Passage shown

File Photo Radiologist Dr. Ernest Behm peers out from the CT scanner installed at Mills Memorial Hospital in 2006. This model is approaching the end of its useful life and is being replaced this year.

Mills Memorial to get new CT scanner

It replaces model dating back to 2006

Mills Memorial Hospital is to get a new CT scanner by the end of the year, replacing the one purchased in 2006 which is now approaching the end of its useful life.

“The new unit is an improvement on the old, in terms of advanced technology resulting in slightly faster scans, better-quality images, and lower doses of radiation to the patient,” explains Eryn Collins from the Northern Health Authority.

A first budget of $1.876 million for the project has now been increased by $159,000 to $2.035 million when it was determined the new CT scanner is significantly larger than the one it is replacing.

That meant finding a new space in which to house it and the decision was made to renovate the hospital’s fluoroscopy room and then move that service to the current CT space once the existing scanner is removed, says Collins.

“Consultants have been hired for the design phase, which is expected to be complete at the end of July, with tendering for construction occurring during August, and construction starting at the beginning of September,” she says.

“Anticipated construction timeline would have the new CT up and running by fall, with the new fluoroscopy room ready in winter.”

Fluoroscopy is a type of medical imaging in which continous x-ray images are shown on a monitor.

Collected data
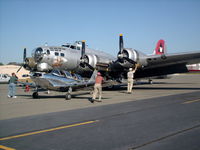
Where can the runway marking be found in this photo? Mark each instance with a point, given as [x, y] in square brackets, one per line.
[47, 130]
[192, 101]
[6, 148]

Exercise 1
Output the CT scanner article word for word, everything from "Mills Memorial Hospital is" down to "Northern Health Authority.".
Exercise 2
According to the CT scanner article, by how much was the project's first budget increased?
Exercise 3
Resume the article about the new CT scanner at Mills Memorial Hospital from the point where it stops.

Exercise response 1
Mills Memorial Hospital is to get a new CT scanner by the end of the year, replacing the one purchased in 2006 which is now approaching the end of its useful life.

“The new unit is an improvement on the old, in terms of advanced technology resulting in slightly faster scans, better-quality images, and lower doses of radiation to the patient,” explains Eryn Collins from the Northern Health Authority.

Exercise response 2
By $159,000, bringing it to $2.035 million.

Exercise response 3
Collins says any urgent cases during construction would be referred to the Prince Rupert hospital or alternate diagnostic services obtained.

There are fewer than 10 cases a month requiring fluoroscopy and very few cases would be considered urgent, she adds.

CT (computed tomography) scanning uses a computer to create images from x-rays to create detailed images of organs, bones, blood vessels and tumours to give physicians the best views on which to base treatments or conditions.

Mills Memorial does have another CT scanner called a SPEC CT which was installed in mid-2017. The acronym SPEC CT stands for ‘single-photo emission computed tomography’ which combines nuclear imaging with a chemical ingested by patients that then emits gamma rays to provide 3-D images.

The new scanner is being financed by the Northern Health Authority, the provincial health ministry and by regional taxpayers through the North West Regional Hospital District. Traditionally, regional taxpayers contribute 40 per cent of equipment purchases.